▶ **Directions for this task**
Copy out every item below word for word, but leave the pictures out of your copy.

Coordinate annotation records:
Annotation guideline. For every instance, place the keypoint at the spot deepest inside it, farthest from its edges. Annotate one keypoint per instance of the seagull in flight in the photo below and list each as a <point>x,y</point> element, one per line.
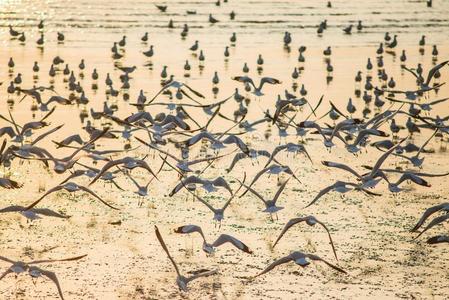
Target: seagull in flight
<point>181,280</point>
<point>257,90</point>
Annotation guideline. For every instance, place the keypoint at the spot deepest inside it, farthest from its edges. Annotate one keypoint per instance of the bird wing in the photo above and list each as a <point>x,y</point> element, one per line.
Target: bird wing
<point>220,181</point>
<point>7,259</point>
<point>430,211</point>
<point>287,226</point>
<point>87,190</point>
<point>437,101</point>
<point>276,263</point>
<point>42,136</point>
<point>269,80</point>
<point>225,238</point>
<point>415,178</point>
<point>254,180</point>
<point>340,166</point>
<point>384,156</point>
<point>52,276</point>
<point>322,193</point>
<point>434,222</point>
<point>274,153</point>
<point>106,167</point>
<point>252,191</point>
<point>9,184</point>
<point>164,246</point>
<point>184,182</point>
<point>201,274</point>
<point>49,213</point>
<point>434,70</point>
<point>8,271</point>
<point>330,238</point>
<point>7,130</point>
<point>232,139</point>
<point>52,190</point>
<point>279,192</point>
<point>426,142</point>
<point>236,159</point>
<point>317,258</point>
<point>57,260</point>
<point>198,94</point>
<point>190,229</point>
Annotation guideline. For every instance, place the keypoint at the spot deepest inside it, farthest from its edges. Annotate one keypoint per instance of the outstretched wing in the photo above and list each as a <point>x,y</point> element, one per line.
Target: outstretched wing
<point>225,238</point>
<point>317,258</point>
<point>164,246</point>
<point>430,211</point>
<point>274,264</point>
<point>287,226</point>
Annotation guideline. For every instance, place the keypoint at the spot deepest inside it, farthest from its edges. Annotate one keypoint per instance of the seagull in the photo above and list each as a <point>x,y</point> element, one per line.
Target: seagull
<point>424,84</point>
<point>180,279</point>
<point>161,8</point>
<point>257,90</point>
<point>208,185</point>
<point>438,239</point>
<point>70,187</point>
<point>253,154</point>
<point>18,267</point>
<point>270,205</point>
<point>290,148</point>
<point>222,239</point>
<point>299,258</point>
<point>33,214</point>
<point>443,207</point>
<point>212,19</point>
<point>128,163</point>
<point>368,180</point>
<point>341,187</point>
<point>218,212</point>
<point>7,183</point>
<point>309,220</point>
<point>179,87</point>
<point>182,164</point>
<point>272,169</point>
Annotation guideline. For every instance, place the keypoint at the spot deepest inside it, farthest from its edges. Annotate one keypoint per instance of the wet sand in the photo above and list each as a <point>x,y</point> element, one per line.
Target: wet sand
<point>126,261</point>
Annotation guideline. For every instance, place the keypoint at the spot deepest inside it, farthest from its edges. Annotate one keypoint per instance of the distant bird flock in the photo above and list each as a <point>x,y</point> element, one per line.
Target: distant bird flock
<point>392,120</point>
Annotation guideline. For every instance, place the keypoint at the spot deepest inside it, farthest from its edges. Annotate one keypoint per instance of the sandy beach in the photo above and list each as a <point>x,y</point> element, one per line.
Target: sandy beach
<point>124,258</point>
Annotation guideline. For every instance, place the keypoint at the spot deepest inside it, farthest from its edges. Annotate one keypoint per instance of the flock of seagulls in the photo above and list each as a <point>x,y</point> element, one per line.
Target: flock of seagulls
<point>186,146</point>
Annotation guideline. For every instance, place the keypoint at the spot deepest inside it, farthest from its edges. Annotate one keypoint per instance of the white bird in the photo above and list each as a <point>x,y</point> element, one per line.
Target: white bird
<point>209,248</point>
<point>181,280</point>
<point>257,90</point>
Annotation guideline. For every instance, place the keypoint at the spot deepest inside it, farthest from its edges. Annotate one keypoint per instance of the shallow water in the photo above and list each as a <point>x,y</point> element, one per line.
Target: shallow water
<point>125,261</point>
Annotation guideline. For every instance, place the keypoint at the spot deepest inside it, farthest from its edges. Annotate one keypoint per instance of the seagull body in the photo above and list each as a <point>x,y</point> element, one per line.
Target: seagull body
<point>209,248</point>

▶ **Correct answer**
Annotation guideline. For every instance, place the keypoint at the spot deepest inside it, farthest from its edges. Annotate one keypoint per instance of the seagull in flight in the photo below and list each as a <point>x,y</point> element, one per line.
Target: seagull in flight
<point>181,280</point>
<point>257,90</point>
Annotation guideline. For every instance, place the keypoint at the spot deepest inside it, farthest from its edges. Annotate one keypoint per instance of the bird wing in the photo above and list each as a <point>x,y</point> element, one per line.
Target: bird wing
<point>220,181</point>
<point>7,259</point>
<point>430,211</point>
<point>287,226</point>
<point>87,190</point>
<point>437,101</point>
<point>276,263</point>
<point>42,136</point>
<point>269,80</point>
<point>225,238</point>
<point>415,178</point>
<point>254,180</point>
<point>340,166</point>
<point>384,156</point>
<point>52,276</point>
<point>322,193</point>
<point>434,222</point>
<point>274,153</point>
<point>106,167</point>
<point>252,191</point>
<point>9,184</point>
<point>164,246</point>
<point>184,182</point>
<point>201,274</point>
<point>49,213</point>
<point>434,70</point>
<point>8,271</point>
<point>330,238</point>
<point>7,130</point>
<point>232,139</point>
<point>52,190</point>
<point>279,192</point>
<point>426,142</point>
<point>236,159</point>
<point>317,258</point>
<point>57,260</point>
<point>198,94</point>
<point>190,229</point>
Annotation guideline. For every instance, place the keypoint at the spot deepest inside it, farthest from its edges. Annotate one keypoint per instance of the outstretched wing in the photo above and list each as a <point>x,y</point> element, one per line.
Target: outstretched wing
<point>225,238</point>
<point>317,258</point>
<point>164,246</point>
<point>430,211</point>
<point>274,264</point>
<point>287,226</point>
Annotation guideline. For every instance, place the keypoint at the spot deepest inside it, farthest from its edges. Annotate one keypoint per instance of the seagull in the photo above and list each as a <point>x,y</point> element, one per line.
Target: seagull
<point>424,84</point>
<point>180,279</point>
<point>161,8</point>
<point>257,90</point>
<point>208,185</point>
<point>438,239</point>
<point>70,187</point>
<point>253,154</point>
<point>18,267</point>
<point>270,205</point>
<point>290,148</point>
<point>222,239</point>
<point>299,258</point>
<point>33,214</point>
<point>443,207</point>
<point>212,19</point>
<point>128,163</point>
<point>368,180</point>
<point>341,187</point>
<point>218,212</point>
<point>7,183</point>
<point>309,220</point>
<point>179,87</point>
<point>182,164</point>
<point>272,169</point>
Annotation guideline. For every instance, place the keypoint at the spot deepest inside it, farthest from its edges. Annotate one keypoint per instance of the wet sand in the photo above and list each as a <point>x,y</point> element, one per line.
Target: wet sand
<point>126,261</point>
Annotation guideline. For every instance, place the keypoint at the spot deepest inside it, farthest from its edges. Annotate one keypoint per instance of the distant bird flock in the photo above and list each as a <point>x,y</point> element, one per line.
Target: distant bird flock
<point>392,120</point>
Annotation guideline. For every instance, place the keypoint at the spot deepest inside it, farthest from its edges. Annotate one keypoint per instance of the sandy beach in the photo above and list each as a <point>x,y</point> element, one per line.
Target: sandy beach
<point>124,258</point>
Annotation guideline. For every instance, place the keypoint at the spot deepest inside it, farthest from its edges. Annotate one keypoint per instance of the flock of seagulls in the photo above and list each as a <point>x,y</point> element, one per line.
Target: flock of seagulls
<point>186,146</point>
Annotation guideline. For every instance, place the keypoint at the spot deepest inside it, farthest from its edges. Annotate one keypoint per instance of the white bird in the photo above and list each as a <point>x,y</point> element, one per line.
Target: white bird
<point>209,248</point>
<point>181,280</point>
<point>257,90</point>
Annotation guideline. For every instance, place the keypoint at the spot deepest inside it, farthest from its edges. Annotate one keypoint per instance of the shallow water in the photo above and list each as a <point>x,y</point> element, one per line.
Target: shallow water
<point>125,261</point>
Annotation guideline. For every instance, place the keypoint at the spot deepest inside it, farthest from its edges. Annotate one keypoint per instance of the seagull body in the photo above and list each as a <point>x,y</point> element, one per line.
Target: seagull body
<point>209,248</point>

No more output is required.